Alıştırma görevleri:
• A. Alıntı metinden "Kafamı bezmiş ve" ile başlayıp "göz alabildiğine yeşil." sözcüklerine kadar devam eden bölümü hiçbir değişiklik yapmadan döndürün.
• B. Alıntı metinde adı geçen vücut bölümlerini, her birini yalın hâliyle ve yalnızca bir kez yazarak listeleyin.

----- Alıntı metin

Gözlerimi kaçırıyorum. Gözleriyle buluşmak istemiyorum. Kendimi görmekten korkup suya bakıyorum. Suya, maviye. Kafamı kaldırıp buluta vereceğim yüzümü, gözlerine dokunmadan yapmak mümkün değil.

“Bitti mi?” diyor.

Kafamı bezmiş ve bitmiş sallıyorum. Tam da sallamıyorum aslında. Belli belirsiz öne doğru verip duruyorum.

Elini yere düşmüş kafama koyuyor. Su içimden geçip bulut oluyor. Karşı kıyılarda hafiften bir yağmur başlıyor. Aniden yükselen ağaçlar görüyorum. Hızla büyüyorlar. Betonları örtmek istercesine büyüyorlar. Yeşil, göz alabildiğine yeşil.

“Sen” diyor. “Sen, kendini aramıyorsun. Nerede olduğunu bildiğini aramazsın. Sen onu saklamaya ve daha derine gömmeye çalışıyorsun.”

Ağaçlar, içimden geçen su. Ben ve kendim. Karşımda deli.

Gömmek mi? Asla, arıyorum.

----------
----- Veri kesiti

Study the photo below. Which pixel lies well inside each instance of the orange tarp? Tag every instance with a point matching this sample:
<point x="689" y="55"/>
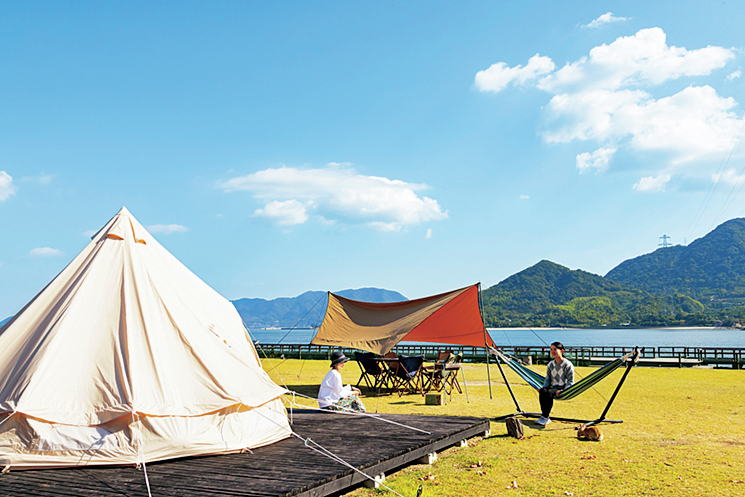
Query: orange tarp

----------

Beklenen sonuçlar:
• A.
Kafamı bezmiş ve bitmiş sallıyorum. Tam da sallamıyorum aslında. Belli belirsiz öne doğru verip duruyorum.

Elini yere düşmüş kafama koyuyor. Su içimden geçip bulut oluyor. Karşı kıyılarda hafiften bir yağmur başlıyor. Aniden yükselen ağaçlar görüyorum. Hızla büyüyorlar. Betonları örtmek istercesine büyüyorlar. Yeşil, göz alabildiğine yeşil.

• B. göz, kafa, yüz, el